__Stated goal__: Each entry below is to be duplicated verbatim.

__Record list__:
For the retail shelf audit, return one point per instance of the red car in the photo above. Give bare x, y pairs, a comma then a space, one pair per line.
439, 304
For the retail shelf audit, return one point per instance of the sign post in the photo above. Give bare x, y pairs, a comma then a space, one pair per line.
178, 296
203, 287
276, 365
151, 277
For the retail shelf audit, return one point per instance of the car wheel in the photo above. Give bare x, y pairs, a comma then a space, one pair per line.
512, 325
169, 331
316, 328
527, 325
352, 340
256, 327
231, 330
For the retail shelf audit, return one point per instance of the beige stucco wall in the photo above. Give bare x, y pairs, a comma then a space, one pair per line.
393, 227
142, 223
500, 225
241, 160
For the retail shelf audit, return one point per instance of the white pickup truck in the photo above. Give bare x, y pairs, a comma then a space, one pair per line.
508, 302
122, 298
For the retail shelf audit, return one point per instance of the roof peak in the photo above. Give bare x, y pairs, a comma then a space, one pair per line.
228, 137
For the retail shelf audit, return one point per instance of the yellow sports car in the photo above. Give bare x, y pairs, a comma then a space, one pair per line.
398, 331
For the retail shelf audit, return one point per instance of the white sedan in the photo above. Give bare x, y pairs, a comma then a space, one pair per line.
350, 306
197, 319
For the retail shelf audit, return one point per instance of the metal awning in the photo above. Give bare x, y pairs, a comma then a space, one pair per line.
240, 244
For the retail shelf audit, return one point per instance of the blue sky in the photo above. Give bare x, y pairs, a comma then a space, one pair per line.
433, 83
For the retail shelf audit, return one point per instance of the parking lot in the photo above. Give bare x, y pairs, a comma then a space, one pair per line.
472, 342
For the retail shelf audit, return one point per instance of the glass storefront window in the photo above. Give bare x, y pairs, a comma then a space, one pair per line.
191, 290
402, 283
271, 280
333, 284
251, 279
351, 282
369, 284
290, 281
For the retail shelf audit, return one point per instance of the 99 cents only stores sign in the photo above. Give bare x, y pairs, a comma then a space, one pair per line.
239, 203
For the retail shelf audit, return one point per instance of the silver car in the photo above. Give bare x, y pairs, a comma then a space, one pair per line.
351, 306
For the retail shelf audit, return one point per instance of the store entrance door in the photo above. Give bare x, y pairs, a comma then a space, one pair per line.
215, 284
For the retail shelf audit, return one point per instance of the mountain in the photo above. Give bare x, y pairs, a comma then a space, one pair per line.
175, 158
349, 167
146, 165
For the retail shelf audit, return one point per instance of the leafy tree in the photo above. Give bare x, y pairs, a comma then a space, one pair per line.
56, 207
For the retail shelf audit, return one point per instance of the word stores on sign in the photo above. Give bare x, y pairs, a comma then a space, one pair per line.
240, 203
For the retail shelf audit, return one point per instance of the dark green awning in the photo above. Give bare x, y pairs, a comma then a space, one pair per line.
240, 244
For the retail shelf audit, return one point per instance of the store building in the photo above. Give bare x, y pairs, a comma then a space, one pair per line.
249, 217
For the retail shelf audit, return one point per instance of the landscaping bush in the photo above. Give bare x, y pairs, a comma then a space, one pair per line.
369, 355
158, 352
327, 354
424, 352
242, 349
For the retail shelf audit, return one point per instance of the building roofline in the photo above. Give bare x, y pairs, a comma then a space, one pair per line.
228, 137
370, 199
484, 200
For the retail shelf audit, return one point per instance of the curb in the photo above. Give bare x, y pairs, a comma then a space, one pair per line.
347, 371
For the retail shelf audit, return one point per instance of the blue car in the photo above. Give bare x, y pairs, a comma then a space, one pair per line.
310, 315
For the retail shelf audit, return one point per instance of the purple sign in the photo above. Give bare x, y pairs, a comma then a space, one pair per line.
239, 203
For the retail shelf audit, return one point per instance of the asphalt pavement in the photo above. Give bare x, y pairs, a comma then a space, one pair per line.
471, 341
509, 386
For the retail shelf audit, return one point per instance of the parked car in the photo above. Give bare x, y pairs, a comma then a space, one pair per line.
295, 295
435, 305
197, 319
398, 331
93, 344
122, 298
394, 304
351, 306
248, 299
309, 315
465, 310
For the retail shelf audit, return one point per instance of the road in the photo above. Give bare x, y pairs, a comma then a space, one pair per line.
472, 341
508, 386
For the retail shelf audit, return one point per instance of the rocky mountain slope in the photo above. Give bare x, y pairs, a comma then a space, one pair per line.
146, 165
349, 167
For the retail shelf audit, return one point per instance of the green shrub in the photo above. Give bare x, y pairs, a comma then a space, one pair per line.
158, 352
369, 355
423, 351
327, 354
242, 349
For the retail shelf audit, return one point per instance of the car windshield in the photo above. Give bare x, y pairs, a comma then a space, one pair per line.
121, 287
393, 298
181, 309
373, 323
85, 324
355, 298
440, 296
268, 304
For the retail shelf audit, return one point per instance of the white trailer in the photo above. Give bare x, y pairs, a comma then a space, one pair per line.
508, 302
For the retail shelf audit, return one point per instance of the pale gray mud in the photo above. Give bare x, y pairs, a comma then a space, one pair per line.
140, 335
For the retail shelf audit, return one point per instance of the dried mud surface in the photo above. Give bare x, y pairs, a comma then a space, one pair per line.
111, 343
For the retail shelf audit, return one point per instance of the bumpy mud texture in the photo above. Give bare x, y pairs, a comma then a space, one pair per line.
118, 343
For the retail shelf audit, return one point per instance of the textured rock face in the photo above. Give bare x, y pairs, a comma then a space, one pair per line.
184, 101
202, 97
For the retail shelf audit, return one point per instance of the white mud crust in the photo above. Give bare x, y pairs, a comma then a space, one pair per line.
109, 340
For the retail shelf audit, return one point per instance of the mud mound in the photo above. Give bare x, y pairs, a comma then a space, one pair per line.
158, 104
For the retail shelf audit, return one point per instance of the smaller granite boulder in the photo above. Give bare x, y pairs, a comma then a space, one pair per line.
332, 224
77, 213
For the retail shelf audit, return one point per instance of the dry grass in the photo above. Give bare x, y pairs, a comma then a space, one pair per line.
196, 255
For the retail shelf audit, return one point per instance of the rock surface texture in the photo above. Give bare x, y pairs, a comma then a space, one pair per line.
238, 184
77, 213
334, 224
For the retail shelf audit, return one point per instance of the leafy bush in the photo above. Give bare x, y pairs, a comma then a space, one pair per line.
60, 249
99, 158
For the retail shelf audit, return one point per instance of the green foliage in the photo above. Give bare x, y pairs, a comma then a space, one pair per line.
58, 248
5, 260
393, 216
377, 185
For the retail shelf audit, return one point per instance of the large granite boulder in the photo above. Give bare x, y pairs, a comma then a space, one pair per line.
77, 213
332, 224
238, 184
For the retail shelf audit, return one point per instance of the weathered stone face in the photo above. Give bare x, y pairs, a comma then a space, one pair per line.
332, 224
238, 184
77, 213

__Answer to this task__:
For the retail shelf audit, return one point per instance of the red car in the photo above. Give bare x, y pairs, a comma then a space, one pair per line.
439, 304
For the retail shelf audit, return one point per instance of the sign post in the photo above. Give bare x, y pairs, a comma then a space, one pair per line.
178, 296
203, 287
276, 365
151, 277
For the retail shelf audit, return one point per instance of the car wheel in the photo above. Give bare x, y pairs, a comma then a space, one pair per line.
512, 325
169, 331
316, 328
527, 325
352, 340
256, 327
231, 330
For the retail shelf audit, return one point per instance of the beige stucco wall in the photo above. Give bare x, y pairs, a comma then a space, one pair per line.
393, 227
142, 223
500, 225
241, 160
For the retail shelf audit, return one point per instance of the white pickup truck in the photo above. Give bare x, y pairs, a comma then a space, one pair per line.
508, 302
122, 298
For the retail shelf audit, return one point per instance of the roof peak in the photo above. Give bare x, y pairs, a comma then a space, one pair per line.
228, 137
For the retail shelf audit, return one point per instance of the yellow sports car in the photo above. Give bare x, y pairs, a comma then a space, one pair per line.
398, 331
For the retail shelf audit, return one point per instance of the white sedan in the photo above. Give bare x, y pairs, a comma then a space, one pair per line.
350, 306
197, 319
For the retail shelf audit, return one point per instance of the metal awning in the photo above. Give bare x, y pairs, a comma then a space, one pair per line.
240, 244
For the retail shelf audit, return one point per instance of the blue sky in the photo above. Give bare x, y pairs, a comma then a space, one pair per line.
433, 83
For the retail shelf audit, return one point per instance of the parking lot in the photo above. Give bare x, y pairs, a comma then a space, one pair per line.
472, 342
For the retail shelf audit, return one point per instance of the glass storefront window in the photo above. Give bare x, y pairs, a comma then a space, one pair per line.
191, 290
402, 283
271, 280
333, 284
251, 279
351, 282
369, 284
290, 281
For the retail shelf audit, return one point per instance of the 99 cents only stores sign in the photo above. Give bare x, y pairs, a comma then a space, one pair per line.
239, 203
For the retail shelf audit, return one point per instance of the silver car in the photo above. Give bare x, y pairs, a comma then a space, one pair per line.
351, 306
For the retail shelf audit, return one point per instance of the store entrance door in the photo above. Give bare x, y pairs, a comma then a space, one pair per line.
215, 284
For the retail shelf audit, return one point per instance of the mountain in the photo above. Give bare x, y pairs, a comma then a space, one pair per line.
175, 158
349, 167
146, 165
For the retail shelf audit, return one point per instance of the leafy tree in the photo above. Give bare x, y pairs, a comma then a space, one pair per line.
56, 207
For the retail shelf audit, return one point per instance of the word stores on sign in the photo above. Give bare x, y pairs, a comma then a space, one pair per line.
240, 203
For the retail shelf audit, return one point per instance of the dark green awning in the photo above. Give bare x, y pairs, a comma then a space, one pair per line.
240, 244
For the retail shelf audit, return one point per instance of the store building in the photo above. Give bare x, y pairs, a comma then a space, one pair per line.
249, 217
For the retail shelf audit, return one point per instance of the landscaping bush in the photo above. Give bare x, y pairs, a comma then a space, one pair per line.
369, 355
158, 352
327, 354
424, 352
242, 349
For the retail shelf audit, return one point per instance of the building roofline in the photo above. Give bare x, y pairs, a comma then a space, one pair per line.
228, 137
370, 199
484, 200
For the retail shelf audit, return one point per instance of the curb in the photo above. Give bare x, y pairs, a comma then a space, one pair per line.
347, 371
For the retail shelf audit, return one point per instance of the blue car in the photo above. Give bare x, y pairs, a comma then a space, one pair per line.
310, 315
For the retail shelf audit, return one point per instance of the purple sign in the photo above. Give bare x, y pairs, a comma then a space, one pair per line.
239, 203
For the retail shelf audit, return one point per instance of the asphalt pavement in the photo above. Give bare x, y pairs, a comma then a space, one pair per line.
471, 341
509, 386
For the retail shelf audit, return one point per instance of the parked car in the photo above. Give bare x, y pairs, a comma then a space, one pair per line.
295, 295
435, 305
197, 319
398, 331
93, 344
122, 298
394, 304
351, 306
248, 299
309, 315
465, 310
For the retail shelf audit, return one point per instance of the road in the photo above. Give bare x, y pairs, a comma then a space, one pair per line.
472, 341
508, 386
For the retail shelf audit, return one point per instance of the rocky mountain slope in the photo above. Give bare x, y pairs, a comma then a space, one pair per line.
146, 165
349, 167
For the retail shelf audit, return one point per instance of the green shrub in the photo above. Give bare x, y pairs, a comma then a space, one pair per line.
158, 352
369, 355
423, 351
327, 354
242, 349
For the retail shelf audit, return one point per instance of the car windshield in the photo above. Give bare x, y pairs, a comma then a space, one pair per line.
121, 287
393, 298
181, 309
373, 323
85, 324
355, 298
440, 296
268, 304
For the retail shelf audit, return one point per instance of the white trailer in the photo above. Give bare x, y pairs, a comma then a space, one pair per line.
508, 302
For the retail shelf audit, return one point per instance of the pale gray mud in the photo above. Give bare x, y pairs, a comma then a space, one pair per line.
140, 335
For the retail shelf audit, return one point per instance of the dried mud surface in the photo above. Give bare x, y pairs, a comma then a space, one pair per line.
111, 343
For the retail shelf audit, return one point per instance of the bumpy mud texture in the photo above. Give bare x, y pairs, a comma then a space, one pair per line.
118, 343
For the retail shelf audit, return one point per instance of the textured rock face in the photo above. Give bare x, y pairs, a comma then a space, one pair per line.
184, 101
202, 97
For the retail shelf audit, return one point per instance of the white mud crust in the photo above. Give bare x, y pairs, a comma then a space, one pair per line.
109, 340
For the retail shelf audit, return one point per instance of the mud mound in the photo above. Give bare x, y pairs, a comma then a space, one pair per line.
158, 104
For the retail shelf audit, return one point per instance of the smaller granite boulder in the photo above. Give bare x, y pairs, a comma then a space, one pair per line.
332, 224
77, 213
For the retail shelf audit, return one point per instance of the dry grass in the photo above. Give bare x, y pairs, a comma then a space, one pair per line.
196, 255
For the retail shelf audit, return one point per instance of the rock surface texture in the photo above. Give bare x, y pairs, a comma then a space, one pair per line.
238, 184
77, 213
334, 224
For the retail shelf audit, return one point per instance of the leafy bush in the photo above. Give bare x, y pairs, a comma then a space, one pair per line.
60, 249
99, 158
For the retail shelf audit, return one point per instance of the green foliage in the photo above. Give bare x, y pairs, a comma then a space, one pair per line.
58, 248
5, 260
393, 216
377, 185
For the retail shelf audit, return one point per instance of the large granite boulder in the photo above. Give bare x, y pairs, a comma then a space, one pair per line.
77, 213
332, 224
238, 184
For the retail shelf audit, return one point per instance of the weathered stone face in the photo above. Give bare x, y pairs, a comma then a space, one pair per line.
332, 224
238, 184
77, 213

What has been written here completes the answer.